### Exercise details
Decide whether each statement agrees with the biography of Arturo Squella, answering yes or no and quoting the deciding words of the biography: (a) He qualified as a lawyer in 2007; (b) He completed his secondary education at the Deutsche Schule Santiago; (c) He remained in the Unión Demócrata Independiente until 2019.

### Passage
★ ★ ★
Member of the Chamber of Deputies
- In office 11 March 2010 – 11 March 2018
- Preceded by: Amelia Herrera
- Succeeded by: District abolished
- Constituency: 12th District

Personal details
- Born: 25 September 1978 (age 47) Santiago, Chile
- Party: Republican (since 2019)
- Other political affiliations: UDI (until 2019)
- Alma mater: Pontifical Catholic University of Chile (LLB)
- Occupation: Politician
- Profession: Lawyer

= Arturo Squella =

Chilean politician (born 1978)

Luis Arturo Squella Ovalle (born 25 September 1978) is a Chilean politician.

From 2010 to 2018 he served as a Member of the Chamber of Deputies for 12th District, representing the Unión Demócrata Independiente (UDI), a party in which he remained until 2019, before joining the Republican Party in that same year.

== Early life ==
He is the son of the chemist and academic at the University of Chile, Arturo Squella Serrano, and María Beatriz Ovalle del Pedregal.

He completed his primary education at the Deutsche Schule Santiago and his secondary education at Colegio San Ignacio El Bosque.

He subsequently entered the Law programme at the Pontifical Catholic University of Chile, qualifying as a lawyer in 2007. During his university years, he was active in the Guildist Movement (Gremialismo UC) and was appointed Secretary-General of the Students Federation. In 2004 he was awarded a scholarship to continue his training at the Leadership Institute in the United States.

=== Marriage and children ===
He is married to María de los Ángeles Vial Álamos; the couple have one daughter and one son.

== Public career ==

From 2006 he worked at the Fundación Jaime Guzmán, principally in educational and training areas, and also served on the Training Commission of the Unión Demócrata Independiente. He was elected regional vice-president of the party for the Valparaíso Region.
★ ★ ★
### Dataset excerpts
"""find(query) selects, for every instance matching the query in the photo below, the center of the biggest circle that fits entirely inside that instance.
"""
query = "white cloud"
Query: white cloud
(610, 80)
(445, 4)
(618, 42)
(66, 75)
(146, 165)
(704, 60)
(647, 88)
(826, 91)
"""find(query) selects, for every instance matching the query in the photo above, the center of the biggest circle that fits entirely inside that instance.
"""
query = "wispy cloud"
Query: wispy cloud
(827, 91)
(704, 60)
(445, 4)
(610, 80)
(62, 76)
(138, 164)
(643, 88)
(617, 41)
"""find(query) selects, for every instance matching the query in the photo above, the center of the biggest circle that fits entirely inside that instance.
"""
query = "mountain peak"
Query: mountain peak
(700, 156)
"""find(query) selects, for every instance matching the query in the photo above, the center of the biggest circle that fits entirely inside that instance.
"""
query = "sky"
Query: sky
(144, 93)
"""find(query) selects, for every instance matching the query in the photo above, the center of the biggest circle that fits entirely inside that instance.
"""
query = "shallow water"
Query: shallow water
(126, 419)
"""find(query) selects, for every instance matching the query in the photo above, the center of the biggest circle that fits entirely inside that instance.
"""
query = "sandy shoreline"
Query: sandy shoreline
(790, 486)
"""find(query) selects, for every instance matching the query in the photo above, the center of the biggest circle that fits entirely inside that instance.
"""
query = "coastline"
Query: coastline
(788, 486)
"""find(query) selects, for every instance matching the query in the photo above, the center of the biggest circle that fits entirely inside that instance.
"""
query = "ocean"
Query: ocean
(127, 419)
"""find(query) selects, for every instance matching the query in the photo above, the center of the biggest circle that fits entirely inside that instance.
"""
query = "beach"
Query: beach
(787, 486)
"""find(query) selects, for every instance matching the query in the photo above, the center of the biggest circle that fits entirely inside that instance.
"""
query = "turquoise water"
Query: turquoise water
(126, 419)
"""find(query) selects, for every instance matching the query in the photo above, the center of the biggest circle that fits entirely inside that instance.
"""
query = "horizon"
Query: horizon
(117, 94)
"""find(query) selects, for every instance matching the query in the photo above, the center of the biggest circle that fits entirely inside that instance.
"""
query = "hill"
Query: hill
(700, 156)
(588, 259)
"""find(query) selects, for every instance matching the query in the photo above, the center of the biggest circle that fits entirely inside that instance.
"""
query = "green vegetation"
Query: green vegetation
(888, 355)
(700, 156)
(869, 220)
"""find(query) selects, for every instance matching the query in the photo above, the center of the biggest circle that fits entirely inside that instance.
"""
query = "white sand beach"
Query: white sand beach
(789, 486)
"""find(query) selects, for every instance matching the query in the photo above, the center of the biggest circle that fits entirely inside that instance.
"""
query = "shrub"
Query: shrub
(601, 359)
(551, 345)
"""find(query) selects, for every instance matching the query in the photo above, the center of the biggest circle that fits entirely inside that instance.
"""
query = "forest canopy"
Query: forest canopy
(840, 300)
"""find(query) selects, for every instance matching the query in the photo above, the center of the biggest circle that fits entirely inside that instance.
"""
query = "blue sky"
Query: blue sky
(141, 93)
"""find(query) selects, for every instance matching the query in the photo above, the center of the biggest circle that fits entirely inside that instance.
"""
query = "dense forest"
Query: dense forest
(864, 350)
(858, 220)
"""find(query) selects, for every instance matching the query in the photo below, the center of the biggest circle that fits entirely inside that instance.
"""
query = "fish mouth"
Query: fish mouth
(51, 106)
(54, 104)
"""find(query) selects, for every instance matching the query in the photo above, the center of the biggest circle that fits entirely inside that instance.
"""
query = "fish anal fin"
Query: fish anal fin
★ ★ ★
### The completed task
(a) Yes: "qualifying as a lawyer in 2007"
(b) No: "his secondary education at Colegio San Ignacio El Bosque"
(c) Yes: "a party in which he remained until 2019, before joining the Republican Party in that same year"